*EXCERPTED PASSAGE:*
Monday 21 April 2014

IMPRESSIONS OF EASTER 2014

It’s Easter Monday, a public holiday in Australia. And my thoughts today are probably getting a bit away from the Audacity theme. Easter 2014 has been a mixed bag.

The media always gives some time to reporting the Christian emphasis of Easter, especially Good Friday and Easter Sunday. But, if you’re a church that wants more than a token exposure, it’s a good idea to preach a sermon about something that’s currently high on the agenda of mainstream Australia. One Queensland Church focused on the problem of domestic violence. Others focus on ongoing problems of poverty or bullying.

The Royal Children’s Hospital in Melbourne ran their most successful Good Friday appeal ever this year, raising almost seventeen million dollars. Would such an appeal work as well on any other day? Who knows? It may be that sacrificially giving to those who are suffering is a subtle outworking of the Christian heritage that we have as a nation.

There have also been suggestions that next year the AFL will abandon it’s long-standing policy of refusing to stage football matches on Good Friday. I think there’s a general willingness to respect the day but it seems inevitable that commercial interests will encroach still further into Australian spirituality. We have become an extremely secular nation that gives the occasional nod to Christianity but then gets on with the “real” purpose of life – the pursuit of happiness through financial gain.

Perhaps, in the end, the ultimate audacity of a godless society is not to rail against Christian culture and ritual but to marginalise it, to divert attention away from it, and to condescend to it like the party hostess who finds an unwanted acquaintance and quips: “Oh, are you still here?”

Yes, Christians are still here. And we are an important part of this nation. We will continue to testify to the death and resurrection of Christ because that is the only real hope for life that anyone can possess.

*DATASET CONTENT:*
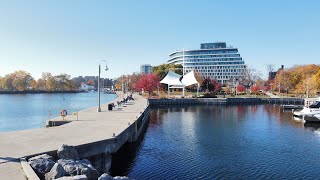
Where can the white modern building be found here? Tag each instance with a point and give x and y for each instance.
(146, 69)
(214, 60)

*WORK TASK:*
Answer these about the post on Easter 2014:
1. What problem did one Queensland church focus on?
2. Which hospital ran its most successful Good Friday appeal, and how much did it raise?
3. What policy might the AFL abandon next year?

*RESULT:*
1. Domestic violence.
2. The Royal Children's Hospital in Melbourne, raising almost seventeen million dollars.
3. Its long-standing policy of refusing to stage football matches on Good Friday.